## To be done
(A) Using the report on the GIMS backend refactor, answer each question:
(i) How many commits did the sprint include?
(ii) What regulation does the compliance core address?
(iii) How many byte-pinned baselines backed the claims that nothing changed?
(B) Extend the report on the GIMS backend refactor, picking up after its final sentence.

## Extract
## Start

← Portfolio

Full Report · GIMS Backend Refactor · the whole branch

From copy-paste FastAPI to a verifiable, layered platform

A four-day, 152-commit sprint on refactor/foundation that hardened security and storage, unified the part-of-speech model and the execution path, reorganized the entire HTTP/JSON backend out of "god files" into small role-named packages, and added a real 21 CFR Part 11 compliance core — every step proven behaviour-neutral before it was committed.

The thesis that made it safe: routes are decorator-defined and the guard baselines are keyed by path/name, not filename — so a move + import-rewrite is provably wiring-neutral. A function-level AST check, an ordered-route fingerprint, three byte-pinned baselines, a no-cloud-SDK-in-core layering guard, and — where the suite was thin — bespoke behaviour-golden harnesses backed every claim of "nothing changed."

## End

## Labeled contour entries
## Start

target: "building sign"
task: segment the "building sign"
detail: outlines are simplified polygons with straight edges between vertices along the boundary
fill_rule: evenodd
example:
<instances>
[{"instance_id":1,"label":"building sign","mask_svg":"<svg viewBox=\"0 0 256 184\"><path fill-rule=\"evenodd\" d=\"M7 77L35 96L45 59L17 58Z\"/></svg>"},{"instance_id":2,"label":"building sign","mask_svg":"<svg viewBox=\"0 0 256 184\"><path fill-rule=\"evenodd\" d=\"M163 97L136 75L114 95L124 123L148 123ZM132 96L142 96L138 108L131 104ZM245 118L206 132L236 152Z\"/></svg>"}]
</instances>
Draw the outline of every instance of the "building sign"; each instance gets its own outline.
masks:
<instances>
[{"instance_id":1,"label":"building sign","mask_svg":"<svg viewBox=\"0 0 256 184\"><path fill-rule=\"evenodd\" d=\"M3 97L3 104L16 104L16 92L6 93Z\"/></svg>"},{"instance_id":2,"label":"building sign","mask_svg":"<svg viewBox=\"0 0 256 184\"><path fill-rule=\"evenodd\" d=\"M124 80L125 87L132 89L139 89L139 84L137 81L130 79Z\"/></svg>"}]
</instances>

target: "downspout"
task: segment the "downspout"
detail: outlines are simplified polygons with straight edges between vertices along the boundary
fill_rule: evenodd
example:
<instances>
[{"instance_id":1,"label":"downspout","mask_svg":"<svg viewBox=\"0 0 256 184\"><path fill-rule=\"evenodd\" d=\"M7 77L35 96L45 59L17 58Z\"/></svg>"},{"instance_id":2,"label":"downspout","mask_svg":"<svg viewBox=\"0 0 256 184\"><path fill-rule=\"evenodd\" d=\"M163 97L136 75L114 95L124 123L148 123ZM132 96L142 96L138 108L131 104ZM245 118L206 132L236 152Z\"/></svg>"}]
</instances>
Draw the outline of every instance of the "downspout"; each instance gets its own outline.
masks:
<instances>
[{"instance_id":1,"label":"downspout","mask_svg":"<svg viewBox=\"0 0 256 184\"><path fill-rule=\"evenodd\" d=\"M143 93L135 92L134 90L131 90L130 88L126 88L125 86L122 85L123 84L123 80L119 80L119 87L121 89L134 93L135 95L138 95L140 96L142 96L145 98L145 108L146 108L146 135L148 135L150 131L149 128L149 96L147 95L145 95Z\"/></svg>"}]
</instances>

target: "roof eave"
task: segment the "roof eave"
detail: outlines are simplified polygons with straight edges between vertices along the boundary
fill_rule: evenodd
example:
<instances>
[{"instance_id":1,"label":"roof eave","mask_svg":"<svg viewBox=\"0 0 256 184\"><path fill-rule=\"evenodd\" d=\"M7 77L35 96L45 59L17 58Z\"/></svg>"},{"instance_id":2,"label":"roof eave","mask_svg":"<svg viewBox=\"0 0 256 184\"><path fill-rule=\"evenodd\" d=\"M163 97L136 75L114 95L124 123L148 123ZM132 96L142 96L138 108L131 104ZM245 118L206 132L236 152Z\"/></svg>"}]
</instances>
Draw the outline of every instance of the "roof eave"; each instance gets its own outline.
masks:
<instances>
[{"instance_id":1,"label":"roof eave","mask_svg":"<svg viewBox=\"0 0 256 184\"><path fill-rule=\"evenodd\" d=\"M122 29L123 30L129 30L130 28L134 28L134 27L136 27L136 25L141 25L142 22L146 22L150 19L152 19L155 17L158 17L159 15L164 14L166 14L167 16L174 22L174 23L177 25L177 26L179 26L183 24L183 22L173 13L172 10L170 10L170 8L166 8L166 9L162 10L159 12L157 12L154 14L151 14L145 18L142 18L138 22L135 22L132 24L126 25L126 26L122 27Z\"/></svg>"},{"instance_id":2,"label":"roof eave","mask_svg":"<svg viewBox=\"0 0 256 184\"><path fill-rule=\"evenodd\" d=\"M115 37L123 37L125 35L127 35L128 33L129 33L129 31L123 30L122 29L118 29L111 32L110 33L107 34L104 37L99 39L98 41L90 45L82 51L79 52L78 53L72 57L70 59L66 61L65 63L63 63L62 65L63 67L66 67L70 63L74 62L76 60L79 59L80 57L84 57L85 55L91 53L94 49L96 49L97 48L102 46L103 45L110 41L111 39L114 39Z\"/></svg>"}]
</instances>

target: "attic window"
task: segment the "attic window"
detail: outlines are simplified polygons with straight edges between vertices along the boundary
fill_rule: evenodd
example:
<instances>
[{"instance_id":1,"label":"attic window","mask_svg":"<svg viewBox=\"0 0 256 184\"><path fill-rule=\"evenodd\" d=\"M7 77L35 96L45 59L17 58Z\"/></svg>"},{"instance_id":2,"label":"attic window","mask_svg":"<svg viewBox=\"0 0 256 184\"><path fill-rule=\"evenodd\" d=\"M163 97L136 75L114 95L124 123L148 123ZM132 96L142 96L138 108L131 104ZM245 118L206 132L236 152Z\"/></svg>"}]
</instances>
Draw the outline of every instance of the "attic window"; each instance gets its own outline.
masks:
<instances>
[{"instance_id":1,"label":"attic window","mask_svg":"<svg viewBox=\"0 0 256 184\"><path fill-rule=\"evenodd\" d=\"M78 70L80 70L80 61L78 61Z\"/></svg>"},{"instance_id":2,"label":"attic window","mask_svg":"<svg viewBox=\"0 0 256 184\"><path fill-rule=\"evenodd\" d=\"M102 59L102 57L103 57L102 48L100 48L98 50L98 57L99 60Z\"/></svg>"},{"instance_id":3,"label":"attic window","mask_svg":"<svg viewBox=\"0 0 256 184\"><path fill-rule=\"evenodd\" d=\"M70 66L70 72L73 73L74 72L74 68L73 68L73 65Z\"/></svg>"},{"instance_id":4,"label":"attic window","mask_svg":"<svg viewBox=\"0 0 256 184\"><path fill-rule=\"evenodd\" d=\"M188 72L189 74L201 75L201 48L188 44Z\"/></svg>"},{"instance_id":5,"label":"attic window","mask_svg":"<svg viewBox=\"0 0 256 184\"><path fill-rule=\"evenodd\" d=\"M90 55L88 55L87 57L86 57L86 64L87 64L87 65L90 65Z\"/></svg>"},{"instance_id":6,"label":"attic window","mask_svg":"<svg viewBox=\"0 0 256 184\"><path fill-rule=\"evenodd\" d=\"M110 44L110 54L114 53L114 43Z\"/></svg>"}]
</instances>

## End

## Results of the tasks
(A)
(i) 152
(ii) 21 CFR Part 11
(iii) Three

(B)
Branch refactor/foundation · Safety tag pre-refactor (b162595, 2026-06-23) → 888a295 · 152 commits · 533 files · 2026-06-24 → 2026-06-27

01Snapshot

Despite enormous activity, the codebase ended up smaller and provable — the work was dominated by collapse and dedup, gated on a green baseline at every commit.

152
commits
over 4 days
533
unique files touched
86,896
cumulative churn
(sum of every commit)
−3,100
NET lines
(the tree shrank)
563
tests pass
(from ~382 early on)
8 / 8
backend phases done
(0–8 + R1–R21 + Part 11)

Where it landed

A layered backend — api/routers/ (HTTP) · core/ (logic) · nodes/ (orchestration) · modules/ (registration) · utils/ (kernel) — with a unified SQL record store behind a pluggable provider registry, one part-of-speech engine, a hardened-container execution backend, an HMAC-chained Part 11 audit/compliance core, a uniform error contract, and CI. App entry is api.app:app; the live route surface is stable at 320 OpenAPI paths / 368 routes (order-hash b361335f…).

02Timeline — how it unfolded

The branch moved in waves: build the kernel & contracts, unify the domain model, cut storage over to SQL, harden execution, then reorganize the whole HTTP layer, collapse the duplication, and finish with compliance + the last cohesion items.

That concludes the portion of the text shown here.